_RECORDS SHOWN_

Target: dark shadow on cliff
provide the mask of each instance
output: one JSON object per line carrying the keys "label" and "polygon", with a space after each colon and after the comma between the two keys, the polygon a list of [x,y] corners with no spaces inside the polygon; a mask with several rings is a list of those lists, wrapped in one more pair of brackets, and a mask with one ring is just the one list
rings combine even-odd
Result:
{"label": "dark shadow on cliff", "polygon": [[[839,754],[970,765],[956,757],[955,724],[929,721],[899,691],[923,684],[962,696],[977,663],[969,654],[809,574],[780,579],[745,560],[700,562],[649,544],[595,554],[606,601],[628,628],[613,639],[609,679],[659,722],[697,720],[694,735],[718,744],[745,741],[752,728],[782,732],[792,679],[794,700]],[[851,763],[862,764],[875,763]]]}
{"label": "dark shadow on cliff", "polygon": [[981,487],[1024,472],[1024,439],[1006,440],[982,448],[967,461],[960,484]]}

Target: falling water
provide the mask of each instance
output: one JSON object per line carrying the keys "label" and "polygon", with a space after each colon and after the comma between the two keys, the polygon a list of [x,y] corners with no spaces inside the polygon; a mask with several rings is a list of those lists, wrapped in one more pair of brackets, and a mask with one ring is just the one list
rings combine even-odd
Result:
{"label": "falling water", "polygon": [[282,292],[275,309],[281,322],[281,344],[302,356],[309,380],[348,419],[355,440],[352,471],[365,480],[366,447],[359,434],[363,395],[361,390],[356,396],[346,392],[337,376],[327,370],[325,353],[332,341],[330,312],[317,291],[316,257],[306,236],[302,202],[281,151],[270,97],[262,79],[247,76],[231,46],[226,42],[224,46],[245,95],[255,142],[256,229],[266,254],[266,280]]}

_WHAT YOU HAVE TO DO_
The expected output is every record, repeated exactly.

_SOLUTION FOR THIS TASK_
Target: dark shadow on cliff
provide the mask of each instance
output: one JSON object per line carrying the keys "label" and "polygon", with a space after each colon and after the comma between the two keys, the polygon a list of [x,y] corners with no spaces inside the polygon; a mask with several rings is a list of those lists, wrapped in one more pair of brackets, and a mask with one ring is just the one list
rings combine even-odd
Result:
{"label": "dark shadow on cliff", "polygon": [[[839,754],[970,765],[956,757],[955,724],[929,721],[899,691],[923,684],[962,696],[977,663],[969,654],[809,574],[780,579],[745,560],[700,562],[649,544],[595,554],[606,601],[628,628],[613,639],[609,679],[659,722],[697,720],[694,735],[718,744],[745,741],[752,728],[782,732],[792,679],[794,700]],[[851,763],[862,764],[875,763]]]}
{"label": "dark shadow on cliff", "polygon": [[981,487],[1024,472],[1024,439],[1006,440],[982,448],[967,461],[960,484]]}

Target: falling water
provide the mask of each instance
output: one JSON object per line carrying the keys "label" and "polygon", with a space after each colon and after the comma between the two keys, the polygon a list of [x,y] corners with no spaces inside the polygon; a mask with several rings is a list of those lists, wrapped in one more pair of brackets, and a mask with one ring is just the one list
rings combine even-odd
Result:
{"label": "falling water", "polygon": [[282,292],[275,309],[281,322],[281,344],[302,356],[309,380],[348,419],[355,440],[352,471],[365,480],[366,447],[359,434],[363,395],[361,390],[356,396],[346,392],[337,376],[327,370],[325,353],[332,341],[330,312],[317,291],[316,257],[306,236],[302,202],[281,151],[270,97],[262,79],[247,76],[231,46],[226,42],[224,46],[245,95],[255,142],[256,229],[266,254],[266,280]]}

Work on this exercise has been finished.